> _EXERCISE_:
Starting at the line with "Could you point out the structural", transcribe each line through the final one, both included, and add nothing.

::::

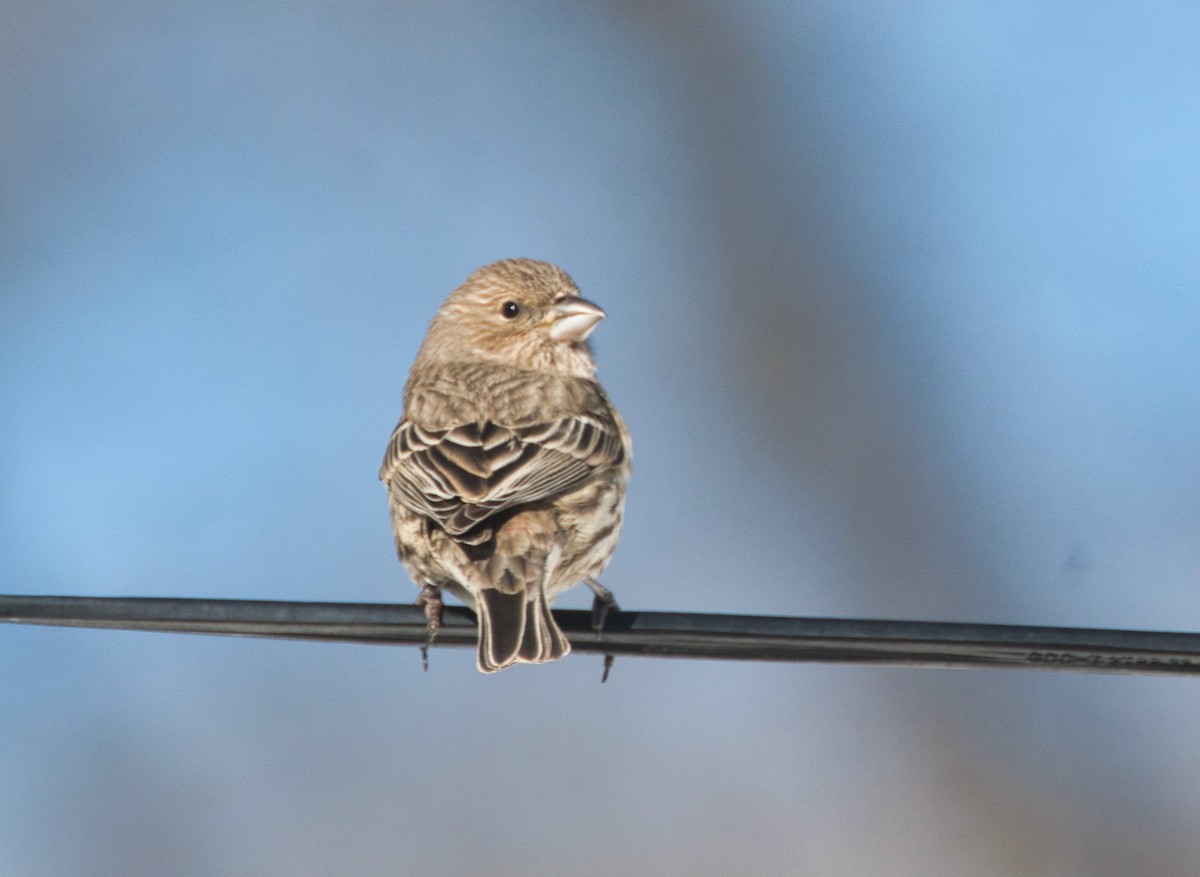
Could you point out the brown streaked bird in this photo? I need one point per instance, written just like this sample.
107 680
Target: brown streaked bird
507 473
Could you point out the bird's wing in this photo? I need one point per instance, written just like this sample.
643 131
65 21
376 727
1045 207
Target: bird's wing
462 475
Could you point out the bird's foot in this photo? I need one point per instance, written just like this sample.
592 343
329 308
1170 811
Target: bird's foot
601 605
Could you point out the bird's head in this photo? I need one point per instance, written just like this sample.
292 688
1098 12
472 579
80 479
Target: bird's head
520 313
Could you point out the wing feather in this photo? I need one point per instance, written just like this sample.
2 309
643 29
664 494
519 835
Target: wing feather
462 475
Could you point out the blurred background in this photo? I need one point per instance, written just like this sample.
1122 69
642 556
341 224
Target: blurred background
904 316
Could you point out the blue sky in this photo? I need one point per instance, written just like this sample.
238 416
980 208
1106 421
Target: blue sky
904 316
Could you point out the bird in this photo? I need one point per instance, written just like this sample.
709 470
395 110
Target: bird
508 470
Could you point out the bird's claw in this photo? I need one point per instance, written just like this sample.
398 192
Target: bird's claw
601 605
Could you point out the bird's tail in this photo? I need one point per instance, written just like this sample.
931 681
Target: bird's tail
516 629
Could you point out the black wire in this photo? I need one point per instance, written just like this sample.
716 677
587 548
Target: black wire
649 634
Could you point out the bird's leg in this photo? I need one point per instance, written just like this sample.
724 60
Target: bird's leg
431 599
601 605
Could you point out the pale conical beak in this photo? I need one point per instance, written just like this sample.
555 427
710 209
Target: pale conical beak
574 318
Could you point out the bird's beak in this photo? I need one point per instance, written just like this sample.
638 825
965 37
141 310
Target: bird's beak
574 318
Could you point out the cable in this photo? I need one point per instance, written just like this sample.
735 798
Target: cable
649 634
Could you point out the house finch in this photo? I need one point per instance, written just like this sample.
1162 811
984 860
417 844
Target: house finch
507 472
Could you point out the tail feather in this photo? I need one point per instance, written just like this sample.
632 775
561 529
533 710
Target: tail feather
502 629
544 640
515 630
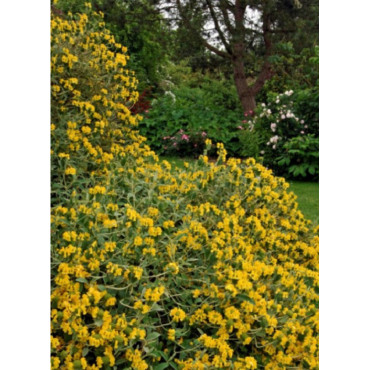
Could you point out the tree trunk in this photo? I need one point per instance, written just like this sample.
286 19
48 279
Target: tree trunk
245 93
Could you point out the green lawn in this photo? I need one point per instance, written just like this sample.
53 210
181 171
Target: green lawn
308 198
307 192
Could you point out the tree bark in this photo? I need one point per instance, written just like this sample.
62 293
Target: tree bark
247 95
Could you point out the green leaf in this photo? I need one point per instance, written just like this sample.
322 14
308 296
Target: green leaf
161 366
81 280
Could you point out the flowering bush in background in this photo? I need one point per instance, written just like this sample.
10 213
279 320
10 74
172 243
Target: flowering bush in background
211 266
275 125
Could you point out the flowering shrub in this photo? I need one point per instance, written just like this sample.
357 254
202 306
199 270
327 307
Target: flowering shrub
212 266
275 124
192 111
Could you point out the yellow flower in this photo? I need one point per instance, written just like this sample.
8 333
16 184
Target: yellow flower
70 171
177 314
171 334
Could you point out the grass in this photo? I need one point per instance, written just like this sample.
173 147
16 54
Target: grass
307 192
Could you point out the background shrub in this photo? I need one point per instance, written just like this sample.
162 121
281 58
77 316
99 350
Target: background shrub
208 266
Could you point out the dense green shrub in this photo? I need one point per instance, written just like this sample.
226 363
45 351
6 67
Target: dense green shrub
301 157
280 129
191 111
210 266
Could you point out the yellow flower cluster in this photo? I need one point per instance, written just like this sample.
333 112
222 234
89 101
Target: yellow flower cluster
211 266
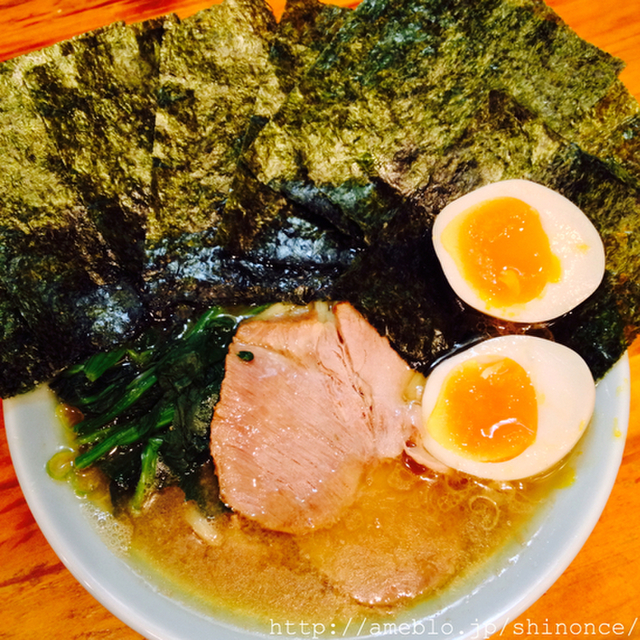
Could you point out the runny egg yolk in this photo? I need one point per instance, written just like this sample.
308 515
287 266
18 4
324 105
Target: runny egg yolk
486 410
503 251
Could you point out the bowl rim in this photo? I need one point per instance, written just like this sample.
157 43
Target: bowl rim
514 579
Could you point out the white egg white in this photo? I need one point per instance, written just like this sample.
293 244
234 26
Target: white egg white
565 392
573 239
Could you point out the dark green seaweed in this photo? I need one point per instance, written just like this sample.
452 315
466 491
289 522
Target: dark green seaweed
403 78
211 67
57 271
398 284
96 94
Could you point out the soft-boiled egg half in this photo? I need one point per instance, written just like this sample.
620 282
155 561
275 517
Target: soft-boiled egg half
519 251
507 408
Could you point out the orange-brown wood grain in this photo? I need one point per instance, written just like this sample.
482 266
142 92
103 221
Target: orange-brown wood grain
40 599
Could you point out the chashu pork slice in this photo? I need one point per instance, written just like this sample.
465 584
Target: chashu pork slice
301 415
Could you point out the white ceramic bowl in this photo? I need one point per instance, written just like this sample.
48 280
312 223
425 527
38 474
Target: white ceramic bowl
475 608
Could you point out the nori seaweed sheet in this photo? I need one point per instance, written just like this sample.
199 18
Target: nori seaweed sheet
188 259
411 104
211 67
399 286
400 78
96 94
56 270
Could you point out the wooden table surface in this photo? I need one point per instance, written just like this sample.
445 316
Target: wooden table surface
40 600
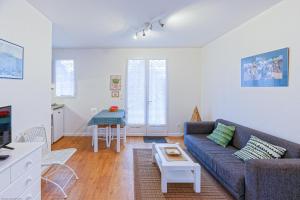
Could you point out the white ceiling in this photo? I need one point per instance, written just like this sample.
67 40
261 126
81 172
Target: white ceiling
112 23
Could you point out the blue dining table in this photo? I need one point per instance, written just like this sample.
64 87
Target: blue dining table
105 117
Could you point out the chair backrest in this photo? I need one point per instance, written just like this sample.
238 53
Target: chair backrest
94 111
36 134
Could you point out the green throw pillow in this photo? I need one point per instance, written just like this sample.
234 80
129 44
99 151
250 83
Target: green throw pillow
222 135
259 149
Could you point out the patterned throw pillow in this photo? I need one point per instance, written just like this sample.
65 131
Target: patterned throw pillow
259 149
222 135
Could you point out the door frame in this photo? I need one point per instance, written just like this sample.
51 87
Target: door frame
139 129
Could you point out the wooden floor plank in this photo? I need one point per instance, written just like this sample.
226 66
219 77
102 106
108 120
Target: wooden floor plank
105 175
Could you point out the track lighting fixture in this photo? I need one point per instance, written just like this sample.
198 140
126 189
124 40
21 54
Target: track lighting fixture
146 28
162 25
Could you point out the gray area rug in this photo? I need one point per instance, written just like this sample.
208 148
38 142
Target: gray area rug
147 182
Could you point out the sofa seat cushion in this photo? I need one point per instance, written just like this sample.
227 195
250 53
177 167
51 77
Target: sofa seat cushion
230 169
220 160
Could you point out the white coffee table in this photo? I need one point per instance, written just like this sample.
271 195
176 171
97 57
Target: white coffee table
185 171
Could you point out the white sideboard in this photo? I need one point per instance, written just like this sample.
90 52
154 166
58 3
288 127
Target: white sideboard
20 174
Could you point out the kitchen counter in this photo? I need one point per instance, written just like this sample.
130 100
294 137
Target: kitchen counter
57 106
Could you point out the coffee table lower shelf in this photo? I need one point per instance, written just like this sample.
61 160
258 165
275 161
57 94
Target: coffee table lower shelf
176 171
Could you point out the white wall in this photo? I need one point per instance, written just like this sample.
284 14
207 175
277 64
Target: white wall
274 110
30 98
94 67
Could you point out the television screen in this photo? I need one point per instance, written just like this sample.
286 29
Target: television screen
5 125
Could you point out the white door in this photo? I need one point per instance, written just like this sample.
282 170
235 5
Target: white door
146 98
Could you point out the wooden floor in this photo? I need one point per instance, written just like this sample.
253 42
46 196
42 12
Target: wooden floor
105 175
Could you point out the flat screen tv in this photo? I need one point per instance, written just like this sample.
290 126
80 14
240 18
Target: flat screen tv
5 126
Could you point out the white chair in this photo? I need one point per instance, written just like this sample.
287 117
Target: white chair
50 158
104 137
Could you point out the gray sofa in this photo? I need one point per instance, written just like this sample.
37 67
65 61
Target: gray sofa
251 180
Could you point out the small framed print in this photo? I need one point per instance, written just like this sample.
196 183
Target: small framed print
115 82
11 60
115 94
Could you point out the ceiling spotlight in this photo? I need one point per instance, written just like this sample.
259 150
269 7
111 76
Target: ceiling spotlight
161 24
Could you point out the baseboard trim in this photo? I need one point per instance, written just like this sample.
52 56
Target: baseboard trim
173 134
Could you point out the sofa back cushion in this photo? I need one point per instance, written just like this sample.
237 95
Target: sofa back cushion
242 135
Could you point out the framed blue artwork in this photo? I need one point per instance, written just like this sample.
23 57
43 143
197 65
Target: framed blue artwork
11 60
266 70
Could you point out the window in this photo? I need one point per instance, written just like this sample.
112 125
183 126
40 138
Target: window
136 93
147 92
65 78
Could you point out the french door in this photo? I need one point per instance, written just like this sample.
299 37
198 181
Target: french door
146 97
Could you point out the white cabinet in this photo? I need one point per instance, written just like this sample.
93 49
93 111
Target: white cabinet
57 124
20 174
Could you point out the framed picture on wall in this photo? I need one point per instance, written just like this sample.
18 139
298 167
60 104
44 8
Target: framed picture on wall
115 94
11 60
269 69
115 82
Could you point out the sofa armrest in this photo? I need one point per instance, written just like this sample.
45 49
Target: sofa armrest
198 127
272 179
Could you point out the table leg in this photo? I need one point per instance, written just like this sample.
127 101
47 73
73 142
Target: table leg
107 136
153 152
164 183
118 138
95 138
197 179
125 134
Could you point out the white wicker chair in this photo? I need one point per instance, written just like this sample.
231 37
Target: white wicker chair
50 158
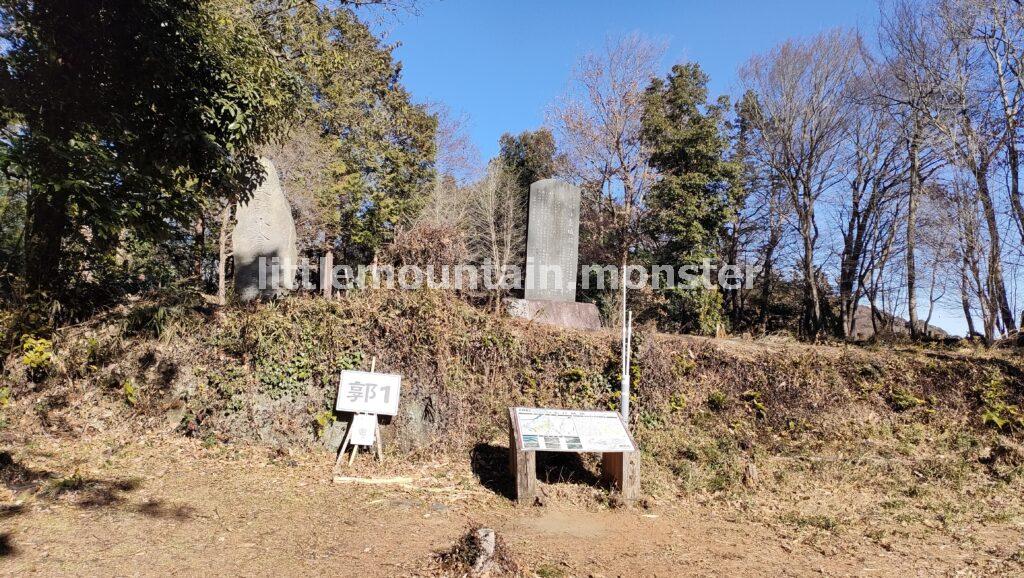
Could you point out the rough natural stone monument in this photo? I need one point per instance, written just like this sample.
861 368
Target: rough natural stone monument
552 241
552 259
264 229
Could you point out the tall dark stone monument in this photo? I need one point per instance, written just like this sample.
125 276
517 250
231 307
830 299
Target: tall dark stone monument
552 259
552 241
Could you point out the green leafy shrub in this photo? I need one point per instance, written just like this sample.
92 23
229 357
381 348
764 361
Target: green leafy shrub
717 401
37 356
902 400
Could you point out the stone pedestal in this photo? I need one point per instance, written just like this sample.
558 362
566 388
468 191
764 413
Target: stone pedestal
561 314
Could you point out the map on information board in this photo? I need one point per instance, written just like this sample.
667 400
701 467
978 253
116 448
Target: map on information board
571 430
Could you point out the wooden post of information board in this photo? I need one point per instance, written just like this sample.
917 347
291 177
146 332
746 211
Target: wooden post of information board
522 464
622 471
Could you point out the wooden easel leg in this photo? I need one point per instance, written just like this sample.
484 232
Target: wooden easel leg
344 446
380 444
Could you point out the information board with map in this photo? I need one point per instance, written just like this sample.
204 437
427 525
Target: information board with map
571 430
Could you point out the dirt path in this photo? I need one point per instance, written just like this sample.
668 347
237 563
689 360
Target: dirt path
168 506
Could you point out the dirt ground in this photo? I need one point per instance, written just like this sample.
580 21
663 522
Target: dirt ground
169 506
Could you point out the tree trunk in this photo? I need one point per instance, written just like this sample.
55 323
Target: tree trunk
911 217
224 252
1013 159
46 224
995 280
199 247
327 274
812 302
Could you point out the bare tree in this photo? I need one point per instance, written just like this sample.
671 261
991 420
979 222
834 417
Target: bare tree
497 224
969 121
804 117
598 124
910 55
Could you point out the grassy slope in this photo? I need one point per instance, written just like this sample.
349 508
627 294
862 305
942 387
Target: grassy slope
898 435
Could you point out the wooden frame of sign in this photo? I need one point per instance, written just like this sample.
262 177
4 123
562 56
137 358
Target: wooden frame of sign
361 401
620 469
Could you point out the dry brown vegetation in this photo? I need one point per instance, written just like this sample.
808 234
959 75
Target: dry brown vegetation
838 451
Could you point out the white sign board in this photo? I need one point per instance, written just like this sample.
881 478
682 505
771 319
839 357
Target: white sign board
364 429
571 430
363 391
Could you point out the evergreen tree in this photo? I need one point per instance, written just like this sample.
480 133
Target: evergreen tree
123 120
690 202
380 145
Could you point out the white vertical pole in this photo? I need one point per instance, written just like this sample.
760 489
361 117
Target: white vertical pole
624 401
627 345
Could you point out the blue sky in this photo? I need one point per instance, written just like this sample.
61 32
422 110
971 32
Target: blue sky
503 63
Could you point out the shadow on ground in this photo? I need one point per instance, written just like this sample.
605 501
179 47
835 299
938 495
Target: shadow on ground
80 491
491 465
7 548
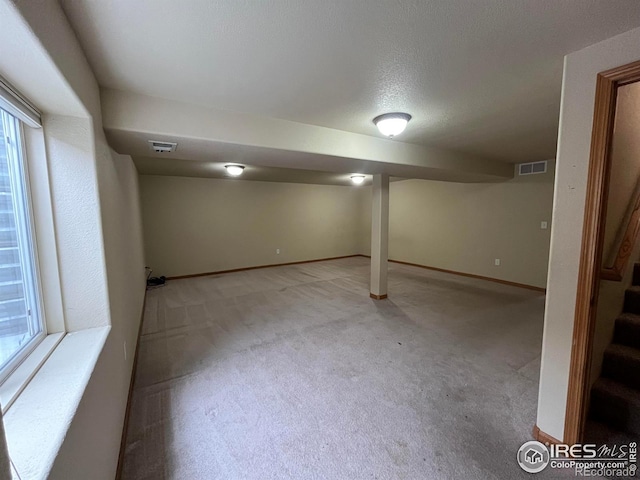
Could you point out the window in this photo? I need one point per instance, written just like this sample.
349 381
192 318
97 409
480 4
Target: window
21 323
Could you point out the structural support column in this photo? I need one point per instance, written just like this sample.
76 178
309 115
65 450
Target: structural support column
379 236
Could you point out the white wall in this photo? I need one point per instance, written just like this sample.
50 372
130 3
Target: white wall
199 225
464 227
578 94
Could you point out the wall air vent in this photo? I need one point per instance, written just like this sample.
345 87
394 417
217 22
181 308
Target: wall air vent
162 147
532 168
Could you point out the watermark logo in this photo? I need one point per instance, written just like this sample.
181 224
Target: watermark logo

::::

> _TASK RESULT_:
Could you point out the structural support column in this photo? I need one point per instance, written just like this sample.
76 178
309 115
65 450
Target: structural support column
379 236
Could you point out the white wall in this photo? I need one point per instance, written just like this sample.
50 372
130 3
Target: white wall
199 225
464 227
578 94
Could you point out the wall air vent in this photo? I need one point per instance, written just like this sample.
345 87
394 417
217 22
181 308
Target: wall air vent
162 147
532 168
Could you point out the watermark logo in this photo? I need one point per instance, written just like this sample.
181 224
Target: watermark logo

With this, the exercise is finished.